To do →
Take the entries that follow and write them out again, word for word.

Records for processing →
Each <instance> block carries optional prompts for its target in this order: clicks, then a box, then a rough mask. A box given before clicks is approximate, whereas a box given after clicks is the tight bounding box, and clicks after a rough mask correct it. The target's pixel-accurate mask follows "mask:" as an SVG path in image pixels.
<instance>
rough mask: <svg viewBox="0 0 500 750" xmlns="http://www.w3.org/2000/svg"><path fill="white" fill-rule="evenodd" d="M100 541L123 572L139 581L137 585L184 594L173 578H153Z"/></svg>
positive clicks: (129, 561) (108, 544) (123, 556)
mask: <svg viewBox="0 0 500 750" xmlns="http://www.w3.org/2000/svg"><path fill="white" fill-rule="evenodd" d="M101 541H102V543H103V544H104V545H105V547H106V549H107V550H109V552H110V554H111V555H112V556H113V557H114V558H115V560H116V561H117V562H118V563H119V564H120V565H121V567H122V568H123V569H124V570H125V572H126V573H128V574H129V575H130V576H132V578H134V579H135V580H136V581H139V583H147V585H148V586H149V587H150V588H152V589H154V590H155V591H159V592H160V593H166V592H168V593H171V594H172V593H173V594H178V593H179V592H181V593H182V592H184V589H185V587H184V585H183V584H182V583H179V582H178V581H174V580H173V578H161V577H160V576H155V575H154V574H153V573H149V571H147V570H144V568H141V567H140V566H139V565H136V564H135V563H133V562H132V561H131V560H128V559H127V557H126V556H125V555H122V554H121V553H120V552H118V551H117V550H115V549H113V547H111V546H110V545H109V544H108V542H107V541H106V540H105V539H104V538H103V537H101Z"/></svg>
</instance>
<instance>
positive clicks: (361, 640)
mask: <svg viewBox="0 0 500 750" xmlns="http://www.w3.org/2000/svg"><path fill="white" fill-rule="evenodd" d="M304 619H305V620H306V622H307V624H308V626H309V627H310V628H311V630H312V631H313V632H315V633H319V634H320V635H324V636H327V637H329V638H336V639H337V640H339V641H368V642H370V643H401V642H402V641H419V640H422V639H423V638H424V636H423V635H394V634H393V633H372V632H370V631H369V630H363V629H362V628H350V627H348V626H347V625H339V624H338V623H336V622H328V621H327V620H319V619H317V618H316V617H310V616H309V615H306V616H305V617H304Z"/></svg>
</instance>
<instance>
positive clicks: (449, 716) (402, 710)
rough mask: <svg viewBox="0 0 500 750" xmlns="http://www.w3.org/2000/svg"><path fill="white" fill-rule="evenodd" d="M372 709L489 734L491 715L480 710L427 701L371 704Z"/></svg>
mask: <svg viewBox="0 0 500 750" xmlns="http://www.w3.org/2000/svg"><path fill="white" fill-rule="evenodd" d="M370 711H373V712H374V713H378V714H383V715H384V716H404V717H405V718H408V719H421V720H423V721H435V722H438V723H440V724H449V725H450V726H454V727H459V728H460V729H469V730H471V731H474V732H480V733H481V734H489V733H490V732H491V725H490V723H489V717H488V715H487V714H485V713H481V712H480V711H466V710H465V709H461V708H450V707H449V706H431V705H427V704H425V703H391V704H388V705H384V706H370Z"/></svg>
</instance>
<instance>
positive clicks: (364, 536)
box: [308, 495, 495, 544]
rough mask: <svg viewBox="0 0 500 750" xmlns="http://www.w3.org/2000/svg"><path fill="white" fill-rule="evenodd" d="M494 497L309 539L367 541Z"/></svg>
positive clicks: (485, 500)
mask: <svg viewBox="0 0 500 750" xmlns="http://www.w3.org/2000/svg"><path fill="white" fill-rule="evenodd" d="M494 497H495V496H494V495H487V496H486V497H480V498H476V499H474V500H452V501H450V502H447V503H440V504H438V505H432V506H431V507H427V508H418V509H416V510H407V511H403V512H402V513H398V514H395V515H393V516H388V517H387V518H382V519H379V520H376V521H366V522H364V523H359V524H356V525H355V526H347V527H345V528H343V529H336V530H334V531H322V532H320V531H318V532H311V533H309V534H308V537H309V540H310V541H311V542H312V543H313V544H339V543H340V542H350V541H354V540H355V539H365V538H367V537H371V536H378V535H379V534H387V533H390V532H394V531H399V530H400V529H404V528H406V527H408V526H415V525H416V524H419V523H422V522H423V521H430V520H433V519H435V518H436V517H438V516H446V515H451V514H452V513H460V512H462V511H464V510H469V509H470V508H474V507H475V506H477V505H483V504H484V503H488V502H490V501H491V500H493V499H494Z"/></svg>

Output for this exercise →
Each <instance> block carries optional prompts for its target in this order: clicks, then a box, then a rough mask. A box given before clicks is approximate, whereas a box given after clicks is the tight bounding box, and clicks after a rough mask correct it. The target's pixel-accurate mask follows "mask:" as an SVG path in image pixels.
<instance>
rough mask: <svg viewBox="0 0 500 750" xmlns="http://www.w3.org/2000/svg"><path fill="white" fill-rule="evenodd" d="M100 541L123 572L139 581L137 585L184 594L173 578H153Z"/></svg>
positive clicks: (129, 561) (108, 544) (123, 556)
mask: <svg viewBox="0 0 500 750" xmlns="http://www.w3.org/2000/svg"><path fill="white" fill-rule="evenodd" d="M101 541H102V543H103V544H104V545H105V547H106V549H107V550H109V552H110V554H111V555H112V556H113V557H114V558H115V560H116V561H117V562H118V563H119V564H120V565H121V567H122V568H123V569H124V570H125V572H126V573H128V574H129V575H130V576H132V578H134V579H135V580H136V581H139V583H147V585H148V586H149V587H150V588H152V589H154V590H155V591H159V592H160V593H166V592H168V593H171V594H172V593H173V594H178V593H179V592H181V593H182V592H184V589H185V587H184V585H183V584H182V583H179V582H178V581H174V580H173V578H161V577H160V576H155V575H154V574H153V573H149V571H147V570H144V568H141V567H140V566H139V565H136V564H135V563H133V562H132V561H131V560H128V559H127V557H126V556H125V555H122V554H121V553H120V552H118V551H117V550H115V549H113V547H111V546H110V545H109V544H108V542H107V541H106V540H105V539H104V538H103V537H101Z"/></svg>
</instance>
<instance>
positive clicks: (361, 640)
mask: <svg viewBox="0 0 500 750" xmlns="http://www.w3.org/2000/svg"><path fill="white" fill-rule="evenodd" d="M304 619H305V620H306V622H307V624H308V626H309V627H310V628H311V630H312V631H313V632H315V633H319V634H320V635H324V636H327V637H329V638H336V639H337V640H339V641H368V642H370V643H401V642H402V641H419V640H422V639H423V638H424V636H423V635H394V634H393V633H372V632H370V631H369V630H363V629H362V628H350V627H348V626H347V625H339V624H338V623H336V622H328V621H327V620H319V619H317V618H316V617H310V616H309V615H306V616H305V617H304Z"/></svg>
</instance>
<instance>
positive clicks: (449, 716) (402, 710)
rough mask: <svg viewBox="0 0 500 750" xmlns="http://www.w3.org/2000/svg"><path fill="white" fill-rule="evenodd" d="M372 709L489 734L491 715L480 710L427 701L371 704Z"/></svg>
mask: <svg viewBox="0 0 500 750" xmlns="http://www.w3.org/2000/svg"><path fill="white" fill-rule="evenodd" d="M370 711H373V712H374V713H378V714H383V715H384V716H404V717H405V718H408V719H421V720H423V721H435V722H438V723H440V724H449V725H450V726H454V727H459V728H460V729H469V730H471V731H474V732H480V733H481V734H489V733H490V732H491V725H490V723H489V717H488V715H487V714H485V713H481V712H480V711H466V710H465V709H461V708H450V707H449V706H431V705H427V704H425V703H391V704H388V705H384V706H370Z"/></svg>
</instance>
<instance>
positive clicks: (364, 536)
box: [308, 495, 495, 544]
rough mask: <svg viewBox="0 0 500 750" xmlns="http://www.w3.org/2000/svg"><path fill="white" fill-rule="evenodd" d="M494 497L309 539L367 541Z"/></svg>
positive clicks: (485, 500)
mask: <svg viewBox="0 0 500 750" xmlns="http://www.w3.org/2000/svg"><path fill="white" fill-rule="evenodd" d="M494 497H495V496H494V495H487V496H486V497H480V498H476V499H474V500H452V501H450V502H447V503H440V504H438V505H432V506H431V507H427V508H418V509H416V510H407V511H403V512H402V513H398V514H395V515H393V516H388V517H387V518H382V519H379V520H376V521H366V522H364V523H359V524H356V525H355V526H347V527H345V528H343V529H336V530H334V531H322V532H320V531H318V532H311V533H309V534H308V537H309V540H310V541H311V542H312V543H313V544H339V543H340V542H350V541H354V540H355V539H365V538H367V537H371V536H378V535H379V534H387V533H390V532H394V531H399V530H400V529H404V528H406V527H408V526H415V525H416V524H419V523H422V522H423V521H430V520H433V519H435V518H436V517H438V516H446V515H451V514H452V513H460V512H462V511H464V510H469V509H470V508H474V507H475V506H477V505H483V504H484V503H488V502H490V501H491V500H493V499H494Z"/></svg>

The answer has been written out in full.